» Kutipan Dokumen:

--------

Selasa, 19 April 2011

ZAKAT PROFESI



            Zakat dan ibadah mulia lainnya belakangan ini menjadi isu yang cukup luncang terdengar. Menuatnya kembali harapan (estimasion) beberapa kalngan terhadap implementasi ajaran zakat terkait erat dengan kondisi bangsa kita yang carut - marut sebagai dampak dari krisis ekonomi yang berkepanjangan. Kondisi ini berakibat pada terjadinya kesenjangan penguasaan perekonomian antarwarga negara menjadi kian menganga. Pada saat itulah, zakat dan ibadah harta lainnya kembali “dilirik” dan diharapkan dapat mengatasi problem kemiskinan ummat.
            Potensi ekonomi zakat jika dikelola secara optimal dan profesional dapat menjadi sebuah kekuatan ekonomi ummat Islam. Seperti empat rukum Islam yang lain, ajaran zakat mengandung beberapa dimensi yang kompleks meliputi nilai privat - publik, vertiakl - horizontal serta duniawi - ukhrawi. Nilai - nilai tersebut merupakan landasan pengembangan kehidupan kemasyarakatan yang bersifat komprehensif. Bila semua dimensi yang terkandung di dalam ajaran zakat ini dapat diaktualisasikan, maka zakat akan menjadi sumber kekuatan yang luar biasa bagi pengembangan ummat Islam.

--------

Tuliskan kembali tanpa perubahan bagian tulisan tentang zakat profesi, mulai dari "Zakat dan ibadah mulia" hingga dan termasuk "problem kemiskinan ummat.". Catatan di bawah ini tidak diperlukan.

--------

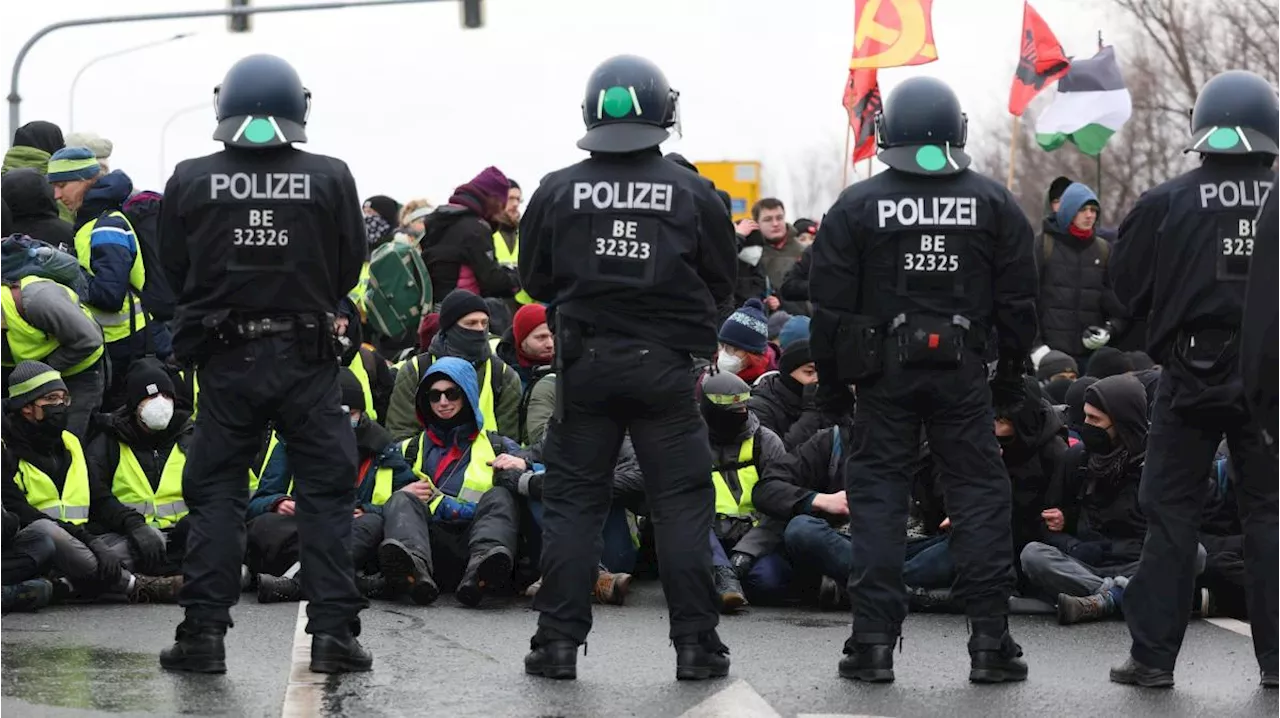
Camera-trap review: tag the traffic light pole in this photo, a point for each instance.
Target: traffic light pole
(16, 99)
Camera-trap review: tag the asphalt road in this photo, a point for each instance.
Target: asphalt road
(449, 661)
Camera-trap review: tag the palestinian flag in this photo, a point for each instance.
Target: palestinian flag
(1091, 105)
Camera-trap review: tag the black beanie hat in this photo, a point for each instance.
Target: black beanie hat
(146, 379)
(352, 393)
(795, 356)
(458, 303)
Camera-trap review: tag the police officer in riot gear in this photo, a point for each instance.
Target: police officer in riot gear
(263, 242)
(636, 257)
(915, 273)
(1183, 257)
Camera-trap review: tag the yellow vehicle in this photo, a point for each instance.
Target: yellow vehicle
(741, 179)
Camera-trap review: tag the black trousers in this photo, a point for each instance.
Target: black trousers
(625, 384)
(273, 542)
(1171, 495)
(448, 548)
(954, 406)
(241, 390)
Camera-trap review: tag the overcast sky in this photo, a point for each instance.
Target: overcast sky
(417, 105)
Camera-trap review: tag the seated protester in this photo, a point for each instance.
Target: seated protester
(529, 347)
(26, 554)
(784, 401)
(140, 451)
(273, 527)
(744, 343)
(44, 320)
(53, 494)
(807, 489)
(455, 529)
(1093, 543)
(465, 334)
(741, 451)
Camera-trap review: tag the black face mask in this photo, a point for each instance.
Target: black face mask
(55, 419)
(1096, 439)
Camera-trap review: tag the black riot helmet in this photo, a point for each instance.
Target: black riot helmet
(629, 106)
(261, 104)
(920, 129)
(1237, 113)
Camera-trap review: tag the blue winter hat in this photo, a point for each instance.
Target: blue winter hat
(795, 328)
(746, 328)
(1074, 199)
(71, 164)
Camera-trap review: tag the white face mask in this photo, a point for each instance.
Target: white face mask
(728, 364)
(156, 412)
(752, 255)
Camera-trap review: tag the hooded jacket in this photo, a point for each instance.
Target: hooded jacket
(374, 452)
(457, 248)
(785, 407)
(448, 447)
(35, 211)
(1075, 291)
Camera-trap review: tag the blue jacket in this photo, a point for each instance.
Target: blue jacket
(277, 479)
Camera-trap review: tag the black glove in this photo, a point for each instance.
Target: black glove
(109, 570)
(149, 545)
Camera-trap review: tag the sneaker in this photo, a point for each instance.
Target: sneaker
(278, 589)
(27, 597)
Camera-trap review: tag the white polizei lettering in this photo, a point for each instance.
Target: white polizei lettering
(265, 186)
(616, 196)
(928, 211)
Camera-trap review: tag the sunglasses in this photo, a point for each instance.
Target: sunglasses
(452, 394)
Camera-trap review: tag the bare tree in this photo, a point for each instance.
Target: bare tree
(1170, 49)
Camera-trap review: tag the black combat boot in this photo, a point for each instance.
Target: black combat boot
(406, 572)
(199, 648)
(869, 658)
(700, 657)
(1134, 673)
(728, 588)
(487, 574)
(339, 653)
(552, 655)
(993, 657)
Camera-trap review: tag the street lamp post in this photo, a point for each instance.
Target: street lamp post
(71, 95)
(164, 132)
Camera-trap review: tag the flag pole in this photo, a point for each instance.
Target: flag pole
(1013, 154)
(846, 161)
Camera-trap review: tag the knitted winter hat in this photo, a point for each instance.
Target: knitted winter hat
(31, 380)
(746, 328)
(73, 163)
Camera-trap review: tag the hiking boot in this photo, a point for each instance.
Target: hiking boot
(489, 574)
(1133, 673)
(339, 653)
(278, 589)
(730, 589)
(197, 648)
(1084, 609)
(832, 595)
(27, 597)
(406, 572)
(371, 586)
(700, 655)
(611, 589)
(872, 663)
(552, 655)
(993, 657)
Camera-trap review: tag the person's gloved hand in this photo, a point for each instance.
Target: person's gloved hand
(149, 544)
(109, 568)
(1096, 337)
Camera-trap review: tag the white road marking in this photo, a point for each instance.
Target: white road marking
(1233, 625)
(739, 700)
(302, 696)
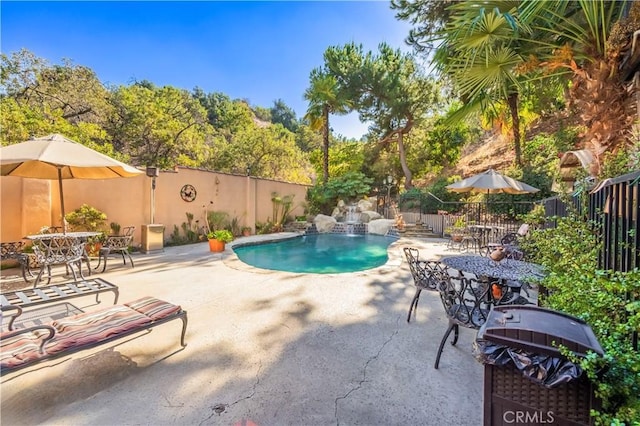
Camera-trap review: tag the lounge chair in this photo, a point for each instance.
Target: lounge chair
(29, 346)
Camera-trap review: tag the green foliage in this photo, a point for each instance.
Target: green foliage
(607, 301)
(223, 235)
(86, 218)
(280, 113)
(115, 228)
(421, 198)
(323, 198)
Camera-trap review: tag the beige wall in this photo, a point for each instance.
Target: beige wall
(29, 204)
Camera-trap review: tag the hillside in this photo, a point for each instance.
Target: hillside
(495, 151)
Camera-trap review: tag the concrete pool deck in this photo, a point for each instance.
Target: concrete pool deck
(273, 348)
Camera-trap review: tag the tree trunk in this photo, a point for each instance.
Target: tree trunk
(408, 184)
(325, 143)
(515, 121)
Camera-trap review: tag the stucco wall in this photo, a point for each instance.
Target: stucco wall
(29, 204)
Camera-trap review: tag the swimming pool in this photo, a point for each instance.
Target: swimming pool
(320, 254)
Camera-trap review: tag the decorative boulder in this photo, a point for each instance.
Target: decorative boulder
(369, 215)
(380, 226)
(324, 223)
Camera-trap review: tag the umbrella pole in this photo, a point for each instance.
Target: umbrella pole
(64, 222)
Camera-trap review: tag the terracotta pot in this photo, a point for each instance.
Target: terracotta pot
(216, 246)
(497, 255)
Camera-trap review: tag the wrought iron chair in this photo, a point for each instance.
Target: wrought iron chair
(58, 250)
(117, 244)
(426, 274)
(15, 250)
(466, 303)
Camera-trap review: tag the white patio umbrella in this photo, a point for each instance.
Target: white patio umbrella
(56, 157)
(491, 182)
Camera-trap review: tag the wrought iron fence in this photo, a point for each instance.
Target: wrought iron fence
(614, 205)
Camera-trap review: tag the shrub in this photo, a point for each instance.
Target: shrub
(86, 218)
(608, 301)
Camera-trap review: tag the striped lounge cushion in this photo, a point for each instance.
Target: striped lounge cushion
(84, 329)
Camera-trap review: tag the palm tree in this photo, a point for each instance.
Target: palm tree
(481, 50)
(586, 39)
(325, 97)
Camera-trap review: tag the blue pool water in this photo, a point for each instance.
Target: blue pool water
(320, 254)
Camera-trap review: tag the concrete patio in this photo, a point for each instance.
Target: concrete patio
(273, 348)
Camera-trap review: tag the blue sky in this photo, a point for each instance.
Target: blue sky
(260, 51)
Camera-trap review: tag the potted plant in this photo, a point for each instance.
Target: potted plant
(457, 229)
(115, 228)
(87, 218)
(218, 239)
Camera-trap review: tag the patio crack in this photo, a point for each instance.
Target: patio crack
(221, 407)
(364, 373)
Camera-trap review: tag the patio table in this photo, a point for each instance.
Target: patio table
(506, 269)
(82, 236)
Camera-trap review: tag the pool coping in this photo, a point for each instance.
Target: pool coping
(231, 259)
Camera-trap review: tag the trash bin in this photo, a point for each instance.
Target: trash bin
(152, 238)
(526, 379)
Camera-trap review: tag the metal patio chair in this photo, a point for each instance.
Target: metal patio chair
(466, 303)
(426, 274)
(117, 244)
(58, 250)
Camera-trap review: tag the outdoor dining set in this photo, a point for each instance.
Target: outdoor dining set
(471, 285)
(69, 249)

--------

» Hasil:
Zakat dan ibadah mulia lainnya belakangan ini menjadi isu yang cukup luncang terdengar. Menuatnya kembali harapan (estimasion) beberapa kalngan terhadap implementasi ajaran zakat terkait erat dengan kondisi bangsa kita yang carut - marut sebagai dampak dari krisis ekonomi yang berkepanjangan. Kondisi ini berakibat pada terjadinya kesenjangan penguasaan perekonomian antarwarga negara menjadi kian menganga. Pada saat itulah, zakat dan ibadah harta lainnya kembali “dilirik” dan diharapkan dapat mengatasi problem kemiskinan ummat.